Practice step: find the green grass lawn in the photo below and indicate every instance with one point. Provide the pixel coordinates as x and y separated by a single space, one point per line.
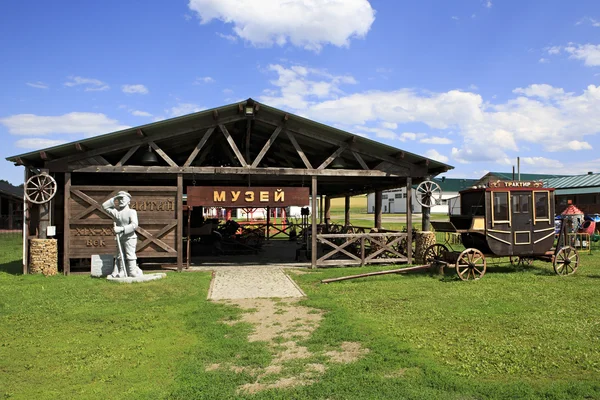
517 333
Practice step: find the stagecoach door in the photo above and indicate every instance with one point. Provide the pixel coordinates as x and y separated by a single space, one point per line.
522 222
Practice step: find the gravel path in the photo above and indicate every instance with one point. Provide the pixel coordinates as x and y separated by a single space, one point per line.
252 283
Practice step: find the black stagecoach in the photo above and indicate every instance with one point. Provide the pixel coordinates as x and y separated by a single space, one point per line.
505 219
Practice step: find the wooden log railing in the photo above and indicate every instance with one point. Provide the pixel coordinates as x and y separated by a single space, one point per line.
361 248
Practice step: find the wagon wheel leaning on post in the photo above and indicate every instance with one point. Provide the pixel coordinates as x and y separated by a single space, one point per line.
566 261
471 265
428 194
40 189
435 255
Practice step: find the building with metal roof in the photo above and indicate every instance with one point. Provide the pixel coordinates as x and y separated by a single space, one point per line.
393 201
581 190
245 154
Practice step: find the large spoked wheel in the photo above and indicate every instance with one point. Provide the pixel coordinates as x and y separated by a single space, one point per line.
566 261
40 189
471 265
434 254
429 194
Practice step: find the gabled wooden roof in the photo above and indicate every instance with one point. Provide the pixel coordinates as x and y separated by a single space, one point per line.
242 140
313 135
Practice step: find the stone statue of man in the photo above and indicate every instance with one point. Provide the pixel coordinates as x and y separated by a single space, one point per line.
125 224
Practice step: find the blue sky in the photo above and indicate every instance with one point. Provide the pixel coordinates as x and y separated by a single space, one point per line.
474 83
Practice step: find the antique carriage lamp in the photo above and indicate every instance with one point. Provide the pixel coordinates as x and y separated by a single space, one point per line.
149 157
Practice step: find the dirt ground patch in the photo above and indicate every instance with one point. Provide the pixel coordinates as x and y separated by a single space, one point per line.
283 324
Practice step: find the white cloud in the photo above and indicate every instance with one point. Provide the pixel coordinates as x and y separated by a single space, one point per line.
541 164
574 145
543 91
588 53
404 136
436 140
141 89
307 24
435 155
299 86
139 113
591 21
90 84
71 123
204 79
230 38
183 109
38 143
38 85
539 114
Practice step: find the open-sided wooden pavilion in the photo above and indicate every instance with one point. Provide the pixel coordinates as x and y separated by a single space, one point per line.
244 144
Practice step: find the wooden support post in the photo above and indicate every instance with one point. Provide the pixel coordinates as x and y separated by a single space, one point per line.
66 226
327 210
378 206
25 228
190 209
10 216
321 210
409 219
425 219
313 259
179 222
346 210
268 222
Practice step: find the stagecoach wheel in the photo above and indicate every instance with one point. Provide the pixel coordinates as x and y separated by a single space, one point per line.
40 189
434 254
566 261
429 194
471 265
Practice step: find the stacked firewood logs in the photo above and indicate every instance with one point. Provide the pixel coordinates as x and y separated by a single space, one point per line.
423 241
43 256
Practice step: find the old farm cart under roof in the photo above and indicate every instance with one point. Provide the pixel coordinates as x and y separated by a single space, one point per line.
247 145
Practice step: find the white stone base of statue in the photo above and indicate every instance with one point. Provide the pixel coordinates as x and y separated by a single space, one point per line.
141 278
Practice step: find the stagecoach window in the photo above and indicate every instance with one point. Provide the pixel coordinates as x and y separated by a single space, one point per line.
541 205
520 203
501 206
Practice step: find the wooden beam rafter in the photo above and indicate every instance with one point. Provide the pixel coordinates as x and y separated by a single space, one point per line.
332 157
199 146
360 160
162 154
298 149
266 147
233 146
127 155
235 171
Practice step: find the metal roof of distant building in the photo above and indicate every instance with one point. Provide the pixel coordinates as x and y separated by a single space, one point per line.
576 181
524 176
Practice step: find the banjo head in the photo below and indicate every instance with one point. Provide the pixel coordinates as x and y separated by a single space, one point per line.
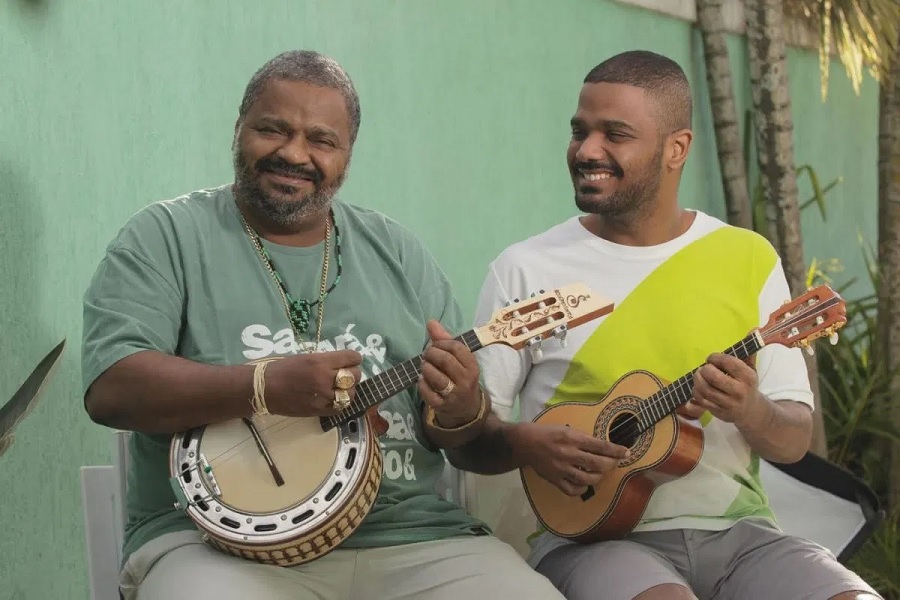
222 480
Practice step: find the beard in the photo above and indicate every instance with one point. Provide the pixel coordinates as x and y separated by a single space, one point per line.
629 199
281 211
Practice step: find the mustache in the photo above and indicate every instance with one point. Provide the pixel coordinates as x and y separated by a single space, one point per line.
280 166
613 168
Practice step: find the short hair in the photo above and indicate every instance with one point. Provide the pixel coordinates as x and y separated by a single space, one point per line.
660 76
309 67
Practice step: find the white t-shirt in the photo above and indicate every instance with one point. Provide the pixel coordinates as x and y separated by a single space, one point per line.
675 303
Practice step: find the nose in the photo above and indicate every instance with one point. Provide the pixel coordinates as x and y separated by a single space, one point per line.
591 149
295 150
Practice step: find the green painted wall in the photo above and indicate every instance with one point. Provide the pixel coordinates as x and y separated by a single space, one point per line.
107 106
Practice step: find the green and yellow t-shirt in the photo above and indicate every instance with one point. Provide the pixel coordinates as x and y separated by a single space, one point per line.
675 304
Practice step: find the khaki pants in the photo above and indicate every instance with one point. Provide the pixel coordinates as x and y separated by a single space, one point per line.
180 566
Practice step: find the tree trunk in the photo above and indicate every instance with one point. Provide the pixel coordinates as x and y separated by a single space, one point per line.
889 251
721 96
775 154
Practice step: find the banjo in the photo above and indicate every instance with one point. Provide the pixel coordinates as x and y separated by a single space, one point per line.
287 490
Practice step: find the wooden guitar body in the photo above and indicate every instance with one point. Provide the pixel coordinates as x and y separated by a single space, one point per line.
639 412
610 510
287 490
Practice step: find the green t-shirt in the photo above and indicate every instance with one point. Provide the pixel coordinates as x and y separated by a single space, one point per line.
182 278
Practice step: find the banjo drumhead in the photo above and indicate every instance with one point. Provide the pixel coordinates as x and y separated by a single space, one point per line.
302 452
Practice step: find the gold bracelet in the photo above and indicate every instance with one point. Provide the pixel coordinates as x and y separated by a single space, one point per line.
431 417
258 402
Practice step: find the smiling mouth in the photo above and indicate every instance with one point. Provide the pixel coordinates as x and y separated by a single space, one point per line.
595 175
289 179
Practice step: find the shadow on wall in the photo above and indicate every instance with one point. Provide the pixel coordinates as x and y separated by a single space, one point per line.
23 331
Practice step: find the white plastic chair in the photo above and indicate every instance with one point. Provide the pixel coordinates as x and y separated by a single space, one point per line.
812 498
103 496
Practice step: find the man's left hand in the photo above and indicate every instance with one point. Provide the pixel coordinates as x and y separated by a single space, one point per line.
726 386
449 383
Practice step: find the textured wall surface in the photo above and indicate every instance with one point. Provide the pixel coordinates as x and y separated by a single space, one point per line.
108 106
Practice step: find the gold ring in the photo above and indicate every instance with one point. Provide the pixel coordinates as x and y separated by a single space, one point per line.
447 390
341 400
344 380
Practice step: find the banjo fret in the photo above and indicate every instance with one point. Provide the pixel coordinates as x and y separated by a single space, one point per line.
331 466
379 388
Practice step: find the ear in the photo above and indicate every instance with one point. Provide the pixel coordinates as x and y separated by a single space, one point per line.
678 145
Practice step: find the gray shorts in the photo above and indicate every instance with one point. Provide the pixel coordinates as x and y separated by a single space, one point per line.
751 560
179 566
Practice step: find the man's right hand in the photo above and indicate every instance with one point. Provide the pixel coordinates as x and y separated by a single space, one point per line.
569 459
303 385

> Do this
Render every line of the records above as a Markdown table with a Number column for the row number and an Entry column for the line, skipping any blank lines. Keep the pictures out of the table.

> Written answer
| Number | Entry |
|---|---|
| 1 | Practice step: find the green grass lawn in the photo below and indicate every instance with one point. Provide the pixel coordinates as x and y separated by a single space, one point per line. |
| 2 | 517 333 |
| 3 | Practice step: find the stagecoach door in the photo above and indicate every instance with one point. Provide the pixel coordinates as x and y separated by a single space, one point per line. |
| 4 | 522 222 |
| 5 | Practice step: find the gravel path in the photo above and indicate every instance with one point. Provide the pixel coordinates as x and y separated by a single space, one point per line. |
| 6 | 252 283 |
| 7 | Practice step: find the black stagecoach in the photo above and indicate every instance with one point. Provide the pixel coordinates as x and y separated by a single space, one point per line. |
| 8 | 505 219 |
| 9 | Practice step: find the wooden log railing in the photo above and indicate every instance with one point. Provide the pixel coordinates as x and y separated by a single space, one point per line. |
| 10 | 361 248 |
| 11 | Practice step: find the wagon wheel leaning on post in the photo above and indicate every instance with one point. Provide the pixel coordinates as x and y separated by a single space, one point per line. |
| 12 | 566 261 |
| 13 | 471 265 |
| 14 | 428 194 |
| 15 | 40 189 |
| 16 | 435 255 |
| 17 | Practice step: find the building with metal roof in the photo above and indicate every instance with one point. Provide the pixel coordinates as x and y separated by a single space, one point per line. |
| 18 | 393 201 |
| 19 | 581 190 |
| 20 | 245 154 |
| 21 | Practice step: find the large spoked wheel in the photo above and indicate every instance with one point. Provide the pixel coordinates as x and y separated by a single space, one point per line. |
| 22 | 566 261 |
| 23 | 40 189 |
| 24 | 471 265 |
| 25 | 434 254 |
| 26 | 429 194 |
| 27 | Practice step: find the gabled wooden roof in the photo above and indicate every instance with one point. Provide the pixel coordinates as x and y separated by a single space, one point per line. |
| 28 | 242 140 |
| 29 | 313 135 |
| 30 | Practice step: find the stone statue of man in the photo above and indicate every instance with one point. Provide the pixel coordinates as x and y separated by a single space, one point per line. |
| 31 | 125 224 |
| 32 | Practice step: find the blue sky in the photo above and indicate every instance with one point. Provide the pixel coordinates as x and y separated by a single space, one point per line. |
| 33 | 474 83 |
| 34 | Practice step: find the antique carriage lamp in the photo above and indicate every instance with one point. Provide the pixel coordinates as x and y separated by a single space, one point per line. |
| 35 | 149 157 |
| 36 | Practice step: find the dirt ground patch in the photo above and indicate every instance with one point. Provide the pixel coordinates as x and y separated by a single space, one point per line. |
| 37 | 283 324 |
| 38 | Practice step: find the white cloud in the photo above and indicate every instance with one point. Provide the pixel coordinates as x and y separated by a single space, one point per line. |
| 39 | 541 164 |
| 40 | 574 145 |
| 41 | 543 91 |
| 42 | 588 53 |
| 43 | 404 136 |
| 44 | 436 140 |
| 45 | 141 89 |
| 46 | 307 24 |
| 47 | 435 155 |
| 48 | 299 86 |
| 49 | 139 113 |
| 50 | 591 21 |
| 51 | 90 84 |
| 52 | 71 123 |
| 53 | 204 79 |
| 54 | 230 38 |
| 55 | 183 109 |
| 56 | 38 143 |
| 57 | 38 85 |
| 58 | 539 114 |
| 59 | Practice step: find the open-sided wooden pavilion in the photo above and indicate every instance with one point. Provide the pixel coordinates as x and y separated by a single space, one point per line. |
| 60 | 244 144 |
| 61 | Practice step: find the wooden support post in the photo above and indicate every instance with one point. Provide the pixel coordinates as x and y separated by a single space, one point per line. |
| 62 | 66 226 |
| 63 | 327 210 |
| 64 | 378 206 |
| 65 | 25 228 |
| 66 | 190 209 |
| 67 | 10 216 |
| 68 | 321 210 |
| 69 | 409 219 |
| 70 | 425 219 |
| 71 | 313 259 |
| 72 | 179 222 |
| 73 | 346 210 |
| 74 | 268 222 |
| 75 | Practice step: find the stagecoach wheel in the photo above and indicate every instance with one point. Provide the pixel coordinates as x and y separated by a single space, one point per line. |
| 76 | 40 189 |
| 77 | 434 254 |
| 78 | 566 261 |
| 79 | 429 194 |
| 80 | 471 265 |
| 81 | Practice step: find the stacked firewood logs in the photo above and indicate every instance with one point. Provide the pixel coordinates as x and y separated by a single space, one point per line. |
| 82 | 423 241 |
| 83 | 43 256 |
| 84 | Practice step: find the old farm cart under roof in the photo above and indicate every instance with one point. Provide the pixel coordinates as x and y separated by a single space, one point per line. |
| 85 | 247 145 |
| 86 | Practice step: find the white stone base of statue in the photo above and indicate every instance with one point. Provide the pixel coordinates as x and y separated by a single space, one point per line. |
| 87 | 141 278 |
| 88 | Practice step: find the stagecoach window in the photo above and indicate every instance with one point. Provide the pixel coordinates as x and y separated by a single space, one point per line. |
| 89 | 541 205 |
| 90 | 520 203 |
| 91 | 501 206 |
| 92 | Practice step: find the wooden beam rafter in the photo above and indicate every instance with one point. Provide the pixel coordinates as x and y separated by a single space, one point per line. |
| 93 | 332 157 |
| 94 | 199 146 |
| 95 | 360 160 |
| 96 | 162 154 |
| 97 | 298 149 |
| 98 | 266 147 |
| 99 | 233 146 |
| 100 | 127 155 |
| 101 | 235 171 |
| 102 | Practice step: find the metal roof of distant building in the photo above and indicate every instance with one point. Provide the pixel coordinates as x and y separated by a single space, one point per line. |
| 103 | 576 181 |
| 104 | 524 176 |
| 105 | Practice step: find the banjo head in the photo below and indicate every instance with one point. Provide the pixel coordinates as x and y separated by a single space, one point per line. |
| 106 | 222 480 |
| 107 | Practice step: find the beard in the photo above and indicate every instance with one point. Provide the pixel coordinates as x and y separated by a single space, one point per line. |
| 108 | 629 199 |
| 109 | 281 211 |
| 110 | Practice step: find the mustache in the photo above and indicate every instance with one point. Provide the pixel coordinates as x and y separated by a single space, one point per line. |
| 111 | 280 166 |
| 112 | 613 168 |
| 113 | Practice step: find the short hair in the photo above and indicate every instance with one point. Provide the pixel coordinates as x and y separated by a single space, one point per line. |
| 114 | 660 76 |
| 115 | 309 67 |
| 116 | Practice step: find the white t-shirt in the photo above and indicate every instance with one point. Provide the pixel coordinates as x and y separated by a single space, one point per line. |
| 117 | 675 303 |
| 118 | Practice step: find the nose in the photo above and indicate every instance with one point. Provide the pixel coordinates as x and y separated by a single space, one point per line. |
| 119 | 591 149 |
| 120 | 295 150 |
| 121 | Practice step: find the green painted wall in the photo above and indicate every instance with one point. Provide the pixel coordinates as x and y separated by a single space, one point per line. |
| 122 | 107 106 |
| 123 | Practice step: find the green and yellow t-shirt in the photo above and indicate every instance with one point. Provide the pixel coordinates as x and y separated by a single space, one point per line. |
| 124 | 675 304 |
| 125 | Practice step: find the khaki pants in the photo above and indicate every instance with one point. Provide the pixel coordinates as x and y separated by a single space, one point per line. |
| 126 | 180 566 |
| 127 | Practice step: find the tree trunk in the photo above and indicate every instance with one point. Provide the pixel coordinates as x and y separated by a single space, one point per line. |
| 128 | 889 251 |
| 129 | 721 96 |
| 130 | 775 154 |
| 131 | Practice step: find the banjo in the photo above and indicate every instance with one point. Provide the pixel coordinates as x and y separated by a single space, one point per line. |
| 132 | 287 490 |
| 133 | Practice step: find the wooden guitar body in the photo above and indicate every instance with one point. Provide the pixel coordinates as x and y separated by a single space, one point per line. |
| 134 | 639 412 |
| 135 | 610 510 |
| 136 | 287 490 |
| 137 | Practice step: find the green t-shirt in the photo above and indicate every instance with one point. Provide the pixel coordinates as x and y separated by a single space, one point per line. |
| 138 | 182 278 |
| 139 | Practice step: find the banjo drumhead in the photo above and indicate every instance with one point. Provide the pixel coordinates as x and y separated by a single space, one point per line. |
| 140 | 302 452 |
| 141 | Practice step: find the gold bracelet in the photo above and indicate every instance with one point. Provide the pixel coordinates as x and y separated by a single space, one point per line. |
| 142 | 431 417 |
| 143 | 258 402 |
| 144 | Practice step: find the smiling mouth in the photo above and indicate every instance with one point. Provide the pixel coordinates as x and y separated by a single space, one point per line. |
| 145 | 595 175 |
| 146 | 289 179 |
| 147 | Practice step: find the shadow on wall in the photo above and indicate every instance with one point. Provide the pixel coordinates as x and y separated by a single space, one point per line. |
| 148 | 23 331 |
| 149 | Practice step: find the white plastic chair in the photo above and indicate every instance with one point. Provide the pixel coordinates as x and y separated by a single space, one point per line. |
| 150 | 812 498 |
| 151 | 103 496 |
| 152 | Practice step: find the man's left hand in the photo above and indicate every instance with one point. Provide the pixel coordinates as x and y separated by a single space, one point per line. |
| 153 | 726 386 |
| 154 | 449 383 |
| 155 | Practice step: find the textured wall surface in the photo above and indicate every instance with one point. Provide the pixel coordinates as x and y separated by a single space, one point per line. |
| 156 | 108 106 |
| 157 | Practice step: find the gold ring in the photo above and indicate every instance with one point. Provide the pixel coordinates as x and y separated by a single space, one point per line. |
| 158 | 447 390 |
| 159 | 341 400 |
| 160 | 344 380 |
| 161 | Practice step: find the banjo fret in the photo above and indicate every instance with one point. Provide the pixel coordinates as x and y separated by a single space, one point per line. |
| 162 | 331 466 |
| 163 | 379 388 |
| 164 | Practice step: find the ear in the photo above and indicate every instance with one point. Provide the pixel coordinates as x and y separated by a single space, one point per line. |
| 165 | 678 145 |
| 166 | Practice step: find the gray shorts in the photo above and indicate every instance with one point. Provide the pixel coordinates as x and y separated by a single space, one point per line. |
| 167 | 751 560 |
| 168 | 179 566 |
| 169 | Practice step: find the man's right hand in the photo above and indicate every instance with one point. Provide the pixel coordinates as x and y separated by a single space, one point per line. |
| 170 | 569 459 |
| 171 | 303 385 |